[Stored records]
•••
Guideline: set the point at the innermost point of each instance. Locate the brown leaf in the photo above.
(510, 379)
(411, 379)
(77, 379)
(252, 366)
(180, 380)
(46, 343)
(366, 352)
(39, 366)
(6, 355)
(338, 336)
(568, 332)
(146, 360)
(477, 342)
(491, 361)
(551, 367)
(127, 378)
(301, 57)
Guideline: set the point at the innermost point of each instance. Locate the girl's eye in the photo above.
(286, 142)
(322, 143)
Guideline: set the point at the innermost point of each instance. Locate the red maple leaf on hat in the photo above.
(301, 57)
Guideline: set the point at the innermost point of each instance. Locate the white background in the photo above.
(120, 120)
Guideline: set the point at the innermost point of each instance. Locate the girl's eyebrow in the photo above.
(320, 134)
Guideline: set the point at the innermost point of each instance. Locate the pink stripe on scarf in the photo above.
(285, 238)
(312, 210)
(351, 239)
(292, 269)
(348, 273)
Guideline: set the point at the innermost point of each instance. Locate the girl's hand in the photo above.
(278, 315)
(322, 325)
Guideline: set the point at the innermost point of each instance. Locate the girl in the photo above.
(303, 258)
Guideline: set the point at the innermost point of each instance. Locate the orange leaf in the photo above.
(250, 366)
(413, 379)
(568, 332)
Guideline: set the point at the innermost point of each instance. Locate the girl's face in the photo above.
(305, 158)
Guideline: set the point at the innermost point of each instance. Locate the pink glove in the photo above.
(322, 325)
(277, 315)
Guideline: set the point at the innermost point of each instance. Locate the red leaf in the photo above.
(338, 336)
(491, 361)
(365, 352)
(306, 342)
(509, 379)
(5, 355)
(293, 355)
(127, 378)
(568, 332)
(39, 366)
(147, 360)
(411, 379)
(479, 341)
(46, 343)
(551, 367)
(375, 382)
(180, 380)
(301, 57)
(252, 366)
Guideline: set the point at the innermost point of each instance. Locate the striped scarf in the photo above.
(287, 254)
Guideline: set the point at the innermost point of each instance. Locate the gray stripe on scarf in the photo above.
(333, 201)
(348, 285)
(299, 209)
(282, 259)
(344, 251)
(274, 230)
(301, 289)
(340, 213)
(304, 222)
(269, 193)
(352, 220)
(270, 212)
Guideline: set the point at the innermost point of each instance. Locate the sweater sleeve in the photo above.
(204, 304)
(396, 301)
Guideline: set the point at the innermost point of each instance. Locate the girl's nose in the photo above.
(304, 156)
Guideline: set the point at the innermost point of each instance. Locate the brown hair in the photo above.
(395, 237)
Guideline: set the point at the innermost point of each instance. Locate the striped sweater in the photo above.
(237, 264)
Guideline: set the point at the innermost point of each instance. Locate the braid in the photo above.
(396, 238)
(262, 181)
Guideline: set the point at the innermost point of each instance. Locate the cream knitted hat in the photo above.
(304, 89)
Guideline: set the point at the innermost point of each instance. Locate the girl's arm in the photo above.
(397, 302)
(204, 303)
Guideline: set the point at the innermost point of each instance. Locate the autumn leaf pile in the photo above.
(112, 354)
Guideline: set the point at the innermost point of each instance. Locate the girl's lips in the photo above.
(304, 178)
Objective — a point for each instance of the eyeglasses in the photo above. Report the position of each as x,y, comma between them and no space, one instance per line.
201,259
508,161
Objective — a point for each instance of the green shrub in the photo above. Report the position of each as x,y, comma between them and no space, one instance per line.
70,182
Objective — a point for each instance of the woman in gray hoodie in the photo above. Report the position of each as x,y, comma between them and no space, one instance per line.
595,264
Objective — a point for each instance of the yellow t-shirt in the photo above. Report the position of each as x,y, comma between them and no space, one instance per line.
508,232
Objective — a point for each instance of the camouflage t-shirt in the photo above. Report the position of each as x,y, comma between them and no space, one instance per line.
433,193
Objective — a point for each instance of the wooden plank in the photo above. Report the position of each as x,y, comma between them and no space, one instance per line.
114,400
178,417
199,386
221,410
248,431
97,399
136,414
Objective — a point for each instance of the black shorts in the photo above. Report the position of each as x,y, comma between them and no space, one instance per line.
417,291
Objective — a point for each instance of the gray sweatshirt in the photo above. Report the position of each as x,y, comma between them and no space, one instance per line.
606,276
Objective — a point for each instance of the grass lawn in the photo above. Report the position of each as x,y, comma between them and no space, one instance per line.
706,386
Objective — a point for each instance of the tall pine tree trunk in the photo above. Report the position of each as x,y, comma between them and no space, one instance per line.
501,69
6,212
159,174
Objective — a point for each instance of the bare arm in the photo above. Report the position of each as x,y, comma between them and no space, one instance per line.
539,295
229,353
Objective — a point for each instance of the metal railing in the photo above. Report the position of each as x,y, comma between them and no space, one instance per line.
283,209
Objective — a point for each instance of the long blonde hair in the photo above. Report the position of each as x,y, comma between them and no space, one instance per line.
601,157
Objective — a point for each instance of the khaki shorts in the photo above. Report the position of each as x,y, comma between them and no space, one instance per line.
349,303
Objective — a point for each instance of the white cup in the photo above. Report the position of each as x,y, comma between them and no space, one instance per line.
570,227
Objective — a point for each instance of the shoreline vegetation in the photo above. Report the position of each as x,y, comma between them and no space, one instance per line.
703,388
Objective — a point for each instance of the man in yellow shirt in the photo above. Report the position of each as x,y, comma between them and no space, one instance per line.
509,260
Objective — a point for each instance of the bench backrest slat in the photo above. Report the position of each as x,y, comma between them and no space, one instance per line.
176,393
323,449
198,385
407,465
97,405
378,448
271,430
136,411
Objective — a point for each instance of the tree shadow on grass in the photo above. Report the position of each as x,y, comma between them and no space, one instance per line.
•••
- **Your task**: From the first line to the last, return the data exactly as written.

- **Answer to the problem**:
Guideline: set the point at the innermost point of each instance. Locate the brown leaf in the photo above.
(510, 379)
(411, 379)
(77, 379)
(252, 366)
(180, 380)
(46, 343)
(366, 352)
(39, 366)
(6, 355)
(338, 336)
(568, 332)
(146, 360)
(477, 342)
(491, 361)
(551, 367)
(127, 378)
(301, 57)
Guideline: set the point at the innermost point of each instance. Locate the girl's eye in the photo above.
(286, 142)
(322, 143)
Guideline: set the point at the innermost point of each instance. Locate the red maple leaf on hat in the photo above.
(301, 57)
Guideline: set the point at the innermost point of each instance. Locate the white background in the photo above.
(120, 120)
Guideline: set the point at the innermost point of each instance. Locate the girl's eyebrow in the photo above.
(320, 134)
Guideline: set the point at the innermost point of each instance. Locate the pink stripe on scarf in the photo above.
(285, 238)
(312, 210)
(351, 239)
(292, 269)
(348, 273)
Guideline: set the point at the innermost point of each instance. Locate the girl's hand in the photo above.
(278, 315)
(322, 325)
Guideline: set the point at the innermost point of each instance. Locate the girl in the photo above.
(303, 258)
Guideline: set the point at the innermost point of each instance. Locate the orange leaf in the photo above.
(250, 366)
(413, 379)
(568, 332)
Guideline: set the point at the innermost point of each instance. Locate the girl's face in the photo above.
(305, 158)
Guideline: set the point at the innermost point of each instance. Locate the pink glove in the photo above.
(322, 325)
(277, 315)
Guideline: set the point at the innermost point of each instance. Locate the red leaf in the photo above.
(338, 336)
(491, 361)
(365, 352)
(306, 342)
(509, 379)
(5, 355)
(293, 355)
(127, 378)
(568, 332)
(39, 366)
(147, 360)
(411, 379)
(479, 341)
(46, 343)
(551, 367)
(375, 382)
(180, 380)
(301, 57)
(252, 366)
Guideline: set the point at the innermost point of each instance. Locate the striped scarf in the photo above.
(287, 254)
Guideline: set the point at the innermost point of each instance. Locate the gray stripe on scarf in the photo above.
(333, 201)
(348, 285)
(299, 209)
(282, 259)
(344, 251)
(274, 230)
(301, 289)
(340, 213)
(304, 222)
(269, 193)
(352, 220)
(270, 212)
Guideline: set the point at the innermost point of each instance. Locate the sweater sleeve in the photo above.
(204, 304)
(396, 301)
Guideline: set the point at the innermost point of each instance. Locate the girl's nose in the photo above.
(304, 156)
Guideline: set the point at the innermost point of each instance. Locate the brown hair in the photo above.
(395, 237)
Guideline: set the point at the innermost point of each instance. Locate the striped sweater in the photo above.
(237, 264)
Guideline: set the point at the innermost point of each instance. Locate the braid in the photo above.
(396, 238)
(262, 181)
Guideline: set the point at the innermost point of each instance. Locate the cream knitted hat in the photo above.
(304, 89)
Guideline: set the point at the innermost point of each instance. Locate the girl's arm in the photo above.
(397, 302)
(204, 303)
Guideline: set the point at the innermost point of each instance. Locate the autumn leaf pile in the photo above.
(112, 354)
Guideline: set the point at the innermost point of each instance. Locate the girl's lips in the photo above.
(304, 178)
Objective — a point for each instance of the eyeglasses in the photo above. Report the position of each as x,y, comma between them and no space, one instance per line.
201,259
508,161
Objective — a point for each instance of the green shrub in the photo above. Report the position of each as x,y, comma between them and no space, one instance per line.
70,182
Objective — a point for each instance of the woman in gray hoodie in the photo above. Report the position of each as x,y, comma between them and no space, one instance per line.
595,264
Objective — a point for each instance of the yellow t-shirt in the photo above. Report the position of each as x,y, comma between them and no space, one instance per line.
508,232
Objective — a point for each instance of the camouflage t-shirt in the photo above. Report the position of each as x,y, comma between them and no space, one instance per line.
433,193
Objective — a point for each instance of the wooden plank in the photo above. Report the position of each as x,y, comma between them and no space, one instance per line.
114,400
178,417
199,386
221,410
248,431
97,399
136,414
Objective — a point for each instance of the black shorts in the photo above. Report the position of each as x,y, comma between them and no space, one instance per line.
417,291
Objective — a point for each instance of the gray sweatshirt in the photo above. Report the position of each as x,y, comma between them and no space, one instance per line.
606,276
Objective — a point for each instance of the grass lawn in the photo above. Report the position of each as x,y, comma between them and no space, one instance per line.
706,386
Objective — a point for each instance of the tall pine tree trunk in the photo above. Report the position of each as x,y, comma between them and no space, one instance per line.
501,69
6,212
159,174
Objective — a point for each instance of the bare arm in the photo above. Report the position of each as x,y, comma between them and no space, one instance per line.
539,295
229,353
Objective — a point for each instance of the metal railing in the photo above. Report the position of each as x,y, comma between them and no space, one instance per line.
283,209
Objective — a point for each instance of the long blonde hair in the photo above. Report the position of each as x,y, comma between them and no space, one instance per line.
601,157
Objective — a point for each instance of the khaki shorts in the photo above. Report the position of each as x,y, comma between them and no space, one instance per line.
349,303
Objective — a point for each instance of the white cup in the photo above. Report the position of each as x,y, comma between them and no space, one instance per line.
570,227
Objective — a point for each instance of the shoreline vegetation in the photo above. Report the position of each as x,y, comma between them and no space, one instance per line.
703,388
Objective — a point for each instance of the man in yellow shirt in the photo above. Report the position of each as x,y, comma between them and no space, one instance per line.
509,260
Objective — a point for each instance of the bench backrest slat in the photo above. Report the position of each as x,y, comma between them and no space, one instance per line.
176,393
323,449
198,385
407,465
97,405
378,448
271,430
136,411
Objective — a point for each instance of the tree shadow on grass in the photo above. Report the position of each as x,y, comma between them and no space, one instance per line.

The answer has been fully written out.